Region pointing data
-- -- --

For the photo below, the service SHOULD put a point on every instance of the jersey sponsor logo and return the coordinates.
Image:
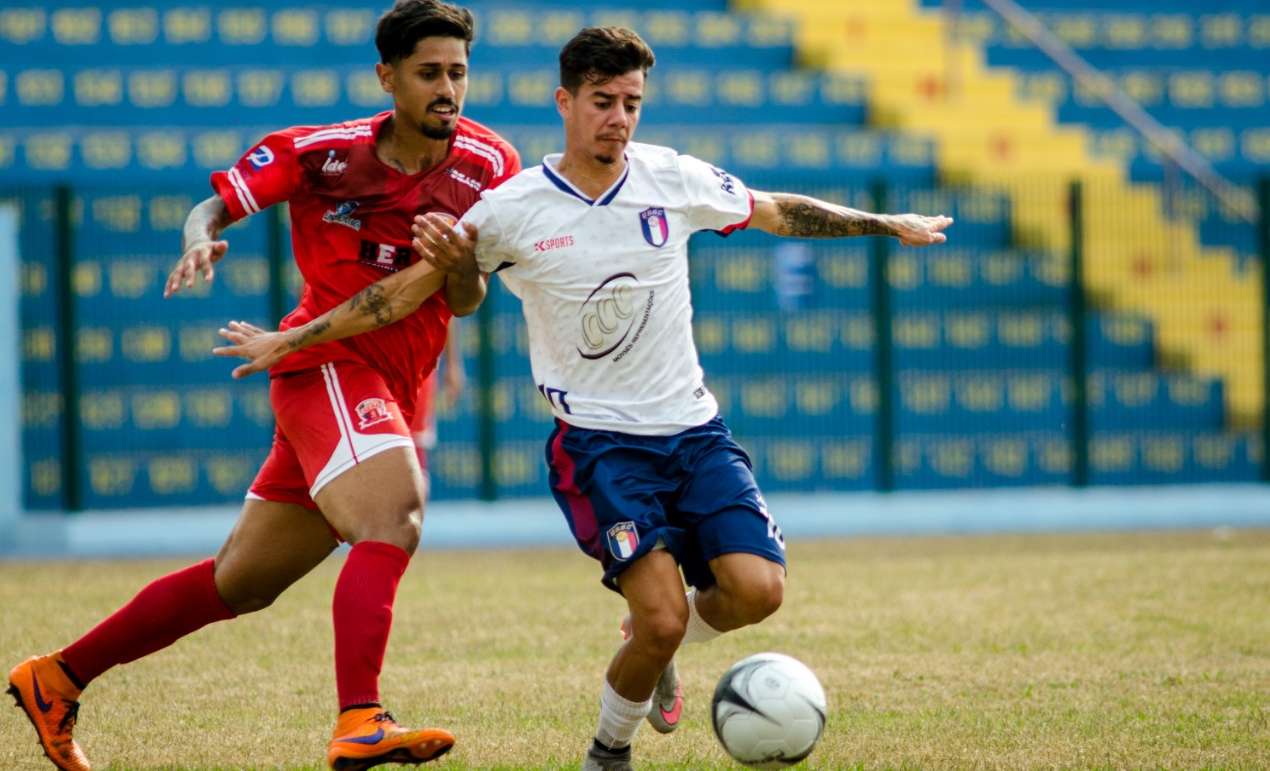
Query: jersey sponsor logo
(333, 165)
(343, 215)
(371, 412)
(657, 229)
(611, 314)
(260, 158)
(727, 183)
(774, 531)
(465, 179)
(385, 257)
(556, 398)
(622, 540)
(556, 243)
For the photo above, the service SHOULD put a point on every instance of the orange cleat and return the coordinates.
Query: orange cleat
(48, 697)
(368, 737)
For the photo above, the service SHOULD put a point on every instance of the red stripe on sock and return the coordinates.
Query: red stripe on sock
(164, 611)
(362, 611)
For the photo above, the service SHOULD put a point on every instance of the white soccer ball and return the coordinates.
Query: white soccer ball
(768, 710)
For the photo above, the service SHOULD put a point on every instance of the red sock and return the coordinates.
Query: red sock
(362, 610)
(164, 611)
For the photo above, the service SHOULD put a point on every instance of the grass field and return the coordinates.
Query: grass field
(1100, 650)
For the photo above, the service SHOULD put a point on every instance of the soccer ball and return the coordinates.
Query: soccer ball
(768, 710)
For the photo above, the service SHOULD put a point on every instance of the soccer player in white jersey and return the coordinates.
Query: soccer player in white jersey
(594, 244)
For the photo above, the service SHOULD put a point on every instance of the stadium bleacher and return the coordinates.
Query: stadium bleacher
(136, 106)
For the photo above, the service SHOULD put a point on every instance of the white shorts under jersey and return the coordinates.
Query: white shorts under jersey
(605, 285)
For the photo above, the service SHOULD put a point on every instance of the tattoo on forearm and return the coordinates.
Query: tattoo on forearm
(372, 302)
(807, 220)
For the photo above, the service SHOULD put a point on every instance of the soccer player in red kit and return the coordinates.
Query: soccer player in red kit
(343, 465)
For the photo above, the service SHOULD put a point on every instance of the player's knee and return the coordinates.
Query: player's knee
(760, 596)
(240, 595)
(400, 526)
(661, 633)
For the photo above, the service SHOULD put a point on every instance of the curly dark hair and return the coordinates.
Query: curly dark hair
(598, 53)
(410, 20)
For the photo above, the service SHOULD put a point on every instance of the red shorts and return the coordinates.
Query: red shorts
(328, 421)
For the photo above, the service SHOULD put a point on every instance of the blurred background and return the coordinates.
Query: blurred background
(1097, 316)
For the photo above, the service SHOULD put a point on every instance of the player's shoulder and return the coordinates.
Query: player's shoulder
(663, 164)
(330, 136)
(485, 146)
(655, 158)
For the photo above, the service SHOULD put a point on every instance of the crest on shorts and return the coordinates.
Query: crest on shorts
(371, 412)
(622, 540)
(657, 230)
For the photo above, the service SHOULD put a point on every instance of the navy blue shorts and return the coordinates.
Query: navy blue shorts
(692, 493)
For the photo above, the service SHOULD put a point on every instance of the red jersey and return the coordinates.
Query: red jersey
(351, 219)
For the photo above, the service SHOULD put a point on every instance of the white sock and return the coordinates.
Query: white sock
(619, 718)
(699, 630)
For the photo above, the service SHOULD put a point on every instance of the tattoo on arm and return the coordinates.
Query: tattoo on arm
(812, 219)
(372, 302)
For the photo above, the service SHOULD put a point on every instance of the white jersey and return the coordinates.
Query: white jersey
(605, 285)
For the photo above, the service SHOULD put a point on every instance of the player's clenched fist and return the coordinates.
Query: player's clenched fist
(198, 259)
(920, 230)
(442, 247)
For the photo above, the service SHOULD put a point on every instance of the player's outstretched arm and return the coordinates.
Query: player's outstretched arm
(200, 245)
(440, 241)
(803, 216)
(377, 305)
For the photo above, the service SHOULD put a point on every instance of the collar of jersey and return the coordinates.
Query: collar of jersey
(564, 184)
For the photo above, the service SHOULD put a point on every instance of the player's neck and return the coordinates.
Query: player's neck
(588, 174)
(407, 149)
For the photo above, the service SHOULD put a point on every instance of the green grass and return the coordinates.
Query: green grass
(1090, 652)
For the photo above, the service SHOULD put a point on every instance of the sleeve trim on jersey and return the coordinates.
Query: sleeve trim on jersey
(241, 191)
(744, 222)
(487, 151)
(332, 135)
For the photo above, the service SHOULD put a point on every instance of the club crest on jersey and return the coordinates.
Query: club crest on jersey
(657, 230)
(371, 412)
(342, 215)
(622, 540)
(333, 165)
(260, 158)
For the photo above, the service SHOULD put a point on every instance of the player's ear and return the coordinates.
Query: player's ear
(564, 100)
(385, 74)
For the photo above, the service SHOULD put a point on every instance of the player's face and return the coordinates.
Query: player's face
(601, 118)
(428, 87)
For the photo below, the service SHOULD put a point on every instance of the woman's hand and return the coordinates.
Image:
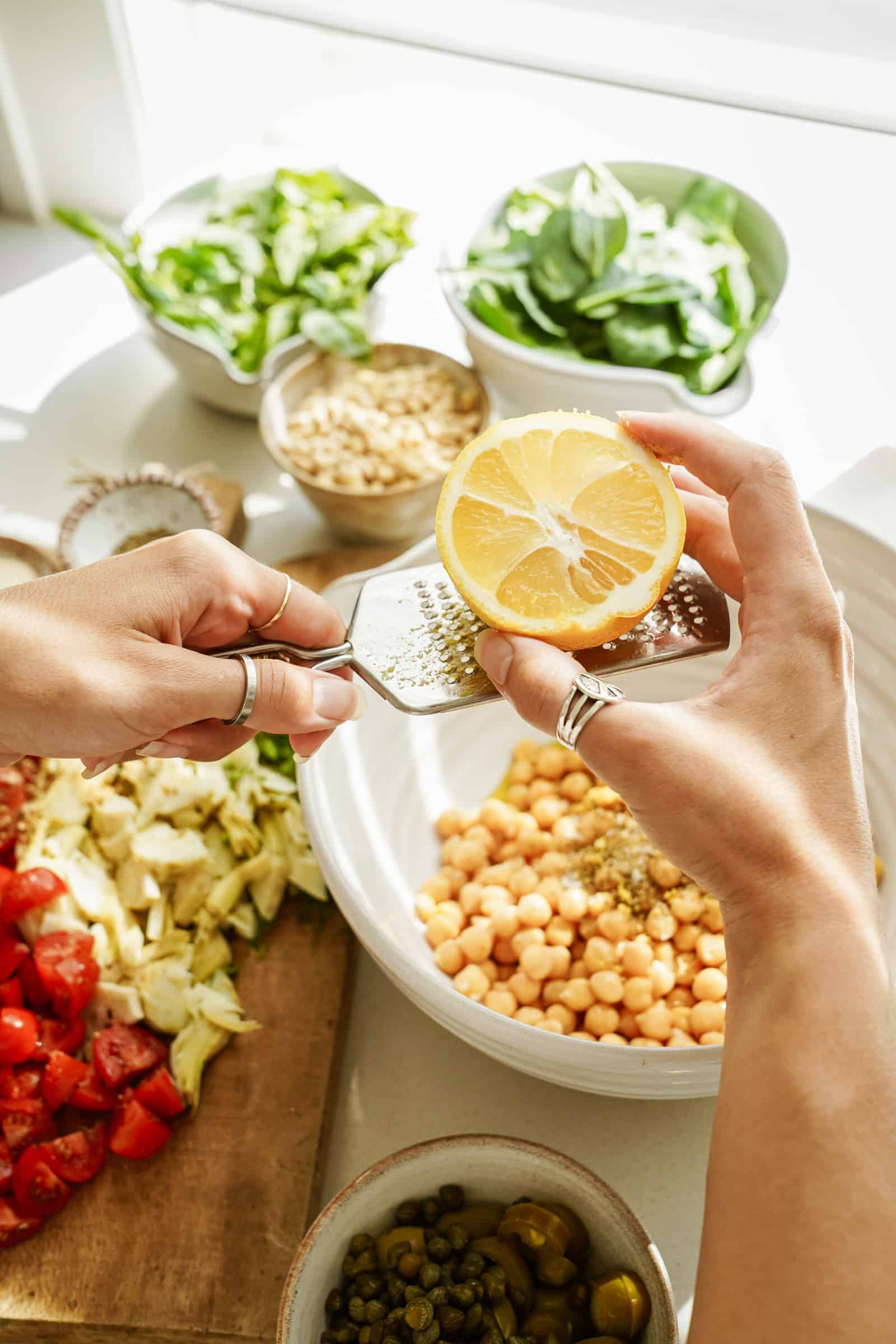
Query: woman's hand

-- -- --

* [What the task requires]:
Reprint each of the records exactly and skip the images.

* [Worked solution]:
For the photo below, the service SHOULD put a point on every instance of the jersey sponsor logo and return the coordinates.
Image:
Query: jersey sponsor logo
(333, 165)
(343, 215)
(371, 412)
(657, 229)
(611, 314)
(260, 158)
(727, 183)
(774, 531)
(465, 179)
(385, 257)
(556, 398)
(622, 540)
(556, 243)
For the photo above, the service SHOULD put a point on every instance of the orange cleat and return the coordinates.
Query: orange cleat
(48, 697)
(368, 737)
For the photo above, the service SHOULD put a point on every instance of the red stripe on sock and return the coordinates.
Query: red stripe on sock
(164, 611)
(362, 611)
For the photo above, the service SHOULD put a point on every instance of the white soccer ball and return the coordinates.
Query: white soccer ball
(768, 710)
For the photo above, the service SHOULD put a point on every instance of the red sock and return the coordinates.
Query: red sock
(362, 610)
(164, 611)
For the photo above, the service SHOULD put a point on every instance of the grass field and return the coordinates.
Query: grass field
(1100, 650)
For the photo above, the service SHOULD put a point on every instance of the soccer ball and return the coordinates.
Query: soccer ball
(768, 710)
For the photo above, the service SHOULD put a point on every instance of the soccer player in white jersey and return the coordinates.
Query: soccer player in white jersey
(594, 244)
For the photo above, the service SHOULD put a point on every instance of the stadium bleacher and return the coordinates.
Query: stadium bleacher
(136, 106)
For the photo above, the service SHOULD put a point on every instance of the white shorts under jersey and return the coordinates.
Query: white shorts under jersey
(605, 285)
For the photo above, the service SHOULD put a point on every instance of the tattoo on forearm and return the coordinates.
Query: tattoo on forearm
(372, 302)
(807, 220)
For the photo above, the service SHOULD put a point on every instance of the soccer player in red kit and return the coordinates.
Query: soccer player in red kit
(343, 465)
For the photo above, the service SHOULD put a point on every instance of the player's knee and return the coordinates.
Query: player's knee
(760, 596)
(240, 595)
(400, 526)
(661, 633)
For the photo above, the service SHOULD put a point on every instance of the curly dark hair and return the coordinates.
Query: curly dark hair
(598, 53)
(410, 20)
For the photo above, the service SHOULD put a point on every instance of the red shorts and return the coordinates.
Query: red shorts
(328, 421)
For the photo above, the service SHOULD put a point on every instance of the blurred background and return the coordinates.
Query: blurred background
(1097, 316)
For the photo above, the service SHOULD put a point on every instance of the player's shoulder and return the coordinates.
Query: player's shoulder
(663, 164)
(330, 136)
(485, 146)
(655, 158)
For the photo above, the service SHOULD put a point on every instance of the crest on shorts and return the coordinates.
Query: crest on shorts
(371, 412)
(622, 540)
(657, 230)
For the photo above, the service SHOULD put a point on every instance of the navy blue shorts and return the coordinates.
Query: navy blue shorts
(692, 493)
For the photo above, the service SHOULD put a point on every instance of the red jersey and return the coordinates.
Query: red jersey
(351, 219)
For the photo above, the service SHOULD put a point on every instance of the white sock and return the coordinates.
Query: white sock
(619, 718)
(699, 630)
For the photo above, the service SHOULD put a point on every instance of the tattoo on arm and return the coordinates.
Query: tattoo on arm
(812, 219)
(372, 302)
For the photo above, the service SHOULD put a point on every instance of the white jersey and return the coordinates.
Query: white jersey
(605, 285)
For the photo above, the service SHOULD put a point on every instance of the player's clenched fist and return the coordinates.
Query: player's clenched fist
(198, 259)
(920, 230)
(442, 247)
For the photo above, the service SHOULD put a point on every instance of the player's outstretched arm and return the coordinates.
Query: player's outstretched arm
(200, 245)
(440, 241)
(803, 216)
(377, 305)
For the photo above, the service SHOULD put a point on every instance of the collar of jersey and return the coordinates.
Query: collar of jersey
(564, 184)
For the photo above, the service SHOULD put a point on every instance of the player's neck and return the coordinates.
Query: player's neck
(588, 174)
(407, 149)
For the photo above, the service SHOULD put a point on every instance of the green grass and return the coordinates.
Query: green grass
(1090, 652)
For the photo above, the service SHOULD put a point on every instance of the sleeve trim on jersey and return the coordinates.
Query: sleeve trim on jersey
(241, 191)
(744, 222)
(487, 151)
(332, 135)
For the photo above, the service SHOULD put a point on every instance of the club crest on jersey and return the coordinates.
Query: club crest on jersey
(657, 230)
(371, 412)
(342, 215)
(622, 540)
(333, 165)
(260, 158)
For the photo above, the service SHOULD put a point on every instance of the player's ear and return the coordinates.
Query: player's ear
(564, 100)
(385, 74)
For the photo above, the service SHOULD put a point on every instance of the player's face and return the coordinates.
Query: player's face
(601, 118)
(428, 87)
For the photo below, the service SHOULD put a point on every instance of the woman's hand and return the coordinates.
Image:
Query: woman's hand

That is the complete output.